-- Sezione documento --
****

Il motivo è inammissibile perché non si confronta in alcun modo con la ratio decidendi , incentrata sul carattere innovativo e non interpretativo dell’intervento legislativo del 2016, come tale inapplicabile ratione temporis .
L’art. 29, co. 3, d.lgs. n. 276/2003 nella sua originaria formulazione così disponeva: ‘ L’acquisizione del personale già impiegato nell’appalto a seguito di subentro di un nuovo appaltatore, in forza di legge, di contratto collettivo nazionale di lavoro, o di clausola del contratto d’appalto, non costituisce trasferimento d’azienda o di parte d’azienda ‘.
In relazione a tale norma va ribadito l’orientamento di questa Corte di legittimità, secondo cui in caso di successione di un imprenditore ad un altro in un appalto di servizi, non esiste un diritto dei lavoratori licenziati dall’appaltatore cessato al trasferimento automatico all’impresa subentrante, ma occorre accertare in concreto che vi sia stato un trasferimento di azienda, ai sensi dell’art. 2112 c.c., mediante il passaggio di beni di non trascurabile entità, nella loro funzione unitaria e strumentale all’attività di impresa, o almeno del know how o di altri caratteri idonei a conferire autonomia operativa ad un gruppo di dipendenti, altrimenti ostandovi il disposto dell’art. 29, co. 3, d.lgs. n. 276 del 2003, non in contrasto, sul punto, con la giurisprudenza eurounitaria che consente, ma non impone, di estendere l’ambito di protezione dei lavoratori di cui alla Direttiva n. 2001/23/CEE ad ipotesi ulteriori rispetto a quella del trasferimento di azienda (Cass. n. 8922/2019; Cass. n. 24972/2016).
A seguito della novella introdotta dall’art. 30 L. n. 122/2016, la norma è ora così formulata: ‘ L’acquisizione del personale già impiegato nell’appalto a seguito di subentro di nuovo appaltatore dotato di propria struttura organizzativa e operativa, in forza di legge, di contratto collettivo nazionale di lavoro o di clausola del contratto d’appalto, ove siano presenti elementi di discontinuità che determinano una specifica identità di impresa, non costituisce trasferimento d’azienda o di parte d’azienda ‘.

****

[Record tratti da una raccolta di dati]

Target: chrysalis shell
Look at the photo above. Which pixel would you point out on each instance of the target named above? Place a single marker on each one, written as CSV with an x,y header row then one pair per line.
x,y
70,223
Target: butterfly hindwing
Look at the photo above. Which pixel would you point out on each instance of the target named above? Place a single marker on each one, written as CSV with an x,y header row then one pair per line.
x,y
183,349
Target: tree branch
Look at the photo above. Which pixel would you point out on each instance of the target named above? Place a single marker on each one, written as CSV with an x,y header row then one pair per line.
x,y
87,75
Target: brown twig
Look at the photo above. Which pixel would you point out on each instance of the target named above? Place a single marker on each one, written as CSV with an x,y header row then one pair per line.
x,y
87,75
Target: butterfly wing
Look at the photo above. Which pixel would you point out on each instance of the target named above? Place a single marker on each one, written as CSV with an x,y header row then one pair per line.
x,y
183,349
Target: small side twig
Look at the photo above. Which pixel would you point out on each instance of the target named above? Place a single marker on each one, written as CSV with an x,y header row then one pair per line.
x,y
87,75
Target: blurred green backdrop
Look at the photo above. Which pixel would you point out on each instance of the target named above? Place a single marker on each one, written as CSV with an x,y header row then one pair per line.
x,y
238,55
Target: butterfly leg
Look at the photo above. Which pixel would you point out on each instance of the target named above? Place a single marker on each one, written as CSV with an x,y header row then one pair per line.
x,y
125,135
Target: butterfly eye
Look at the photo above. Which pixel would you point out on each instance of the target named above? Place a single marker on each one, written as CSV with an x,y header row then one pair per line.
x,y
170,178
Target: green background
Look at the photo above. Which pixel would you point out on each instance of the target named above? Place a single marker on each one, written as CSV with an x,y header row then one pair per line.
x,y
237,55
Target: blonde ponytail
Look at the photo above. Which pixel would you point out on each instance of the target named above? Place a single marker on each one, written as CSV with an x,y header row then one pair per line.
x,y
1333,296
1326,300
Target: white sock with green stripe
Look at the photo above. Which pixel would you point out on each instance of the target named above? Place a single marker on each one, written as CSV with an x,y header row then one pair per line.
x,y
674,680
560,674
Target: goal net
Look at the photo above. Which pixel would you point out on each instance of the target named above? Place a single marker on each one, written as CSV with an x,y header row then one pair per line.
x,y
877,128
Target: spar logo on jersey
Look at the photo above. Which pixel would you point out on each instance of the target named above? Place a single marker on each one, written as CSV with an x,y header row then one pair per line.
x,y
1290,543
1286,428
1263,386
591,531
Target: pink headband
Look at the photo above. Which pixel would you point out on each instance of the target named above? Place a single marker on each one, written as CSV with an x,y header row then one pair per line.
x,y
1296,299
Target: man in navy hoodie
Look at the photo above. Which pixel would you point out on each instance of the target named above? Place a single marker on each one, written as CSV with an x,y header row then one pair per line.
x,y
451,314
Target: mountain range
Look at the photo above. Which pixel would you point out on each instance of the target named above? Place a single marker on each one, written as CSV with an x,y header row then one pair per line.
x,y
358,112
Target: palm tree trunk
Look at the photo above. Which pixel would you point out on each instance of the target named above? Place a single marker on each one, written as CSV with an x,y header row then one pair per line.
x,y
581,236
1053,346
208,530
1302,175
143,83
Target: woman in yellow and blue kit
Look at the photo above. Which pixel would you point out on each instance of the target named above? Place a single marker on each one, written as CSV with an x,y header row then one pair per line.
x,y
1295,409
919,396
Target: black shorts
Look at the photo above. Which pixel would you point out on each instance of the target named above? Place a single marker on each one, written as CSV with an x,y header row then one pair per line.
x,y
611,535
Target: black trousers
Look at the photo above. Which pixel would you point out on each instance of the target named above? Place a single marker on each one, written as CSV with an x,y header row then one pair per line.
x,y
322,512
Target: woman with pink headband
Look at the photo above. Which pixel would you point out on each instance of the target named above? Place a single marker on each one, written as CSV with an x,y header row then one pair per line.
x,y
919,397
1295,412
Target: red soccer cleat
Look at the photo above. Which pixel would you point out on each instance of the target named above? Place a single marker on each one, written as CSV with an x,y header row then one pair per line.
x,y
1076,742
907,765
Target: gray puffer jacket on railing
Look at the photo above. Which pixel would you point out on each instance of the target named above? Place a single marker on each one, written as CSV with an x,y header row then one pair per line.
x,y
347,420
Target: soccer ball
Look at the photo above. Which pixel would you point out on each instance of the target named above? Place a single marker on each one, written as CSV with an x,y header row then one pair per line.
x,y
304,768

****

-- Compito scritto 1 --
Secondo il brano sul subentro negli appalti, quale disposizione ha introdotto la novella all'art. 29, co. 3, d.lgs. n. 276/2003?
-- Compito scritto 2 --
Prosegui il brano sul subentro negli appalti dopo l'ultima frase riportata.
Le voci qui riportate non hanno alcun legame con il brano sul subentro negli appalti.

-- Risultato esercizio 1 --
L'art. 30 L. n. 122/2016.

-- Risultato esercizio 2 --
In tal senso questa Corte ha già precisato che ai sensi dell’art. 29, co. 3, d.lgs. n. 276/2003, come novellato dall’art. 30 della legge n. 122/2016, in caso di subentro di un nuovo appaltatore dotato di una propria struttura organizzativa e operativa, l’acquisizione del personale già impiegato nell’appalto non integra l’ipotesi di trasferimento d’azienda se il complesso di elementi organizzativi e produttivi introdotti dal subentrante è caratterizzato da profili di novità tali da interrompere il nesso funzionale di interdipendenza e complementarietà precedentemente sussistente tra i fattori della produzione che consentivano l’esecuzione dell’appalto (Cass. n. 27607/2024).
Nel caso di specie la Corte territoriale ha condiviso il giudizio del Tribunale relativo alla tardività della deduzione -avanzata per la prima volta nelle note autorizzate per l’udienza di discussione del trasferimento anche di ‘mezzi ed attrezzature’ (v. sentenza impugnata, p. 5). E nessuna censura al riguardo è stata sollevata dal ricorrente. E’ quindi conforme a diritto la decisione impugnata, nella quale i Giudici d’appello hanno specificato, con un accertamento in fatto adeguatamente motivato e in quanto tale insindacabile in questa sede (Cass. n. 7364/2021), che nella fattispecie era mancato in concreto il passaggio di beni di non trascurabile entità e che, comunque, i dipendenti, pur essendo numerosi, non costituivano un gruppo dotato di una propria identità funzionale e non aveva una autonoma capacità operativa o un particolare knowhow che consentisse di attribuire al loro insieme la valenza di porzione di azienda suscettibile di cessione. Tanto basta per escludere la fondatezza della pretesa del ricorrente di ricostituzione del rapporto di lavoro alle dipendenze di RAGIONE_SOCIALE ai sensi dell’art. 2112 c.c. (Cass. ord. n. 32805/2023, in fattispecie sovrapponibile a quella in esame).
4.Con il quarto motivo, proposto ai sensi dell’art. 360, co. 1, n. 3), c.p.c. il ricorrente lamenta ‘violazione e falsa applicazione’ dell’art. 2112 c.c. alla luce della giurisprudenza della Corte G.U.E. e specificamente della sentenza del 25/01/2001, in causa C. 172/99.
Il motivo è infondato.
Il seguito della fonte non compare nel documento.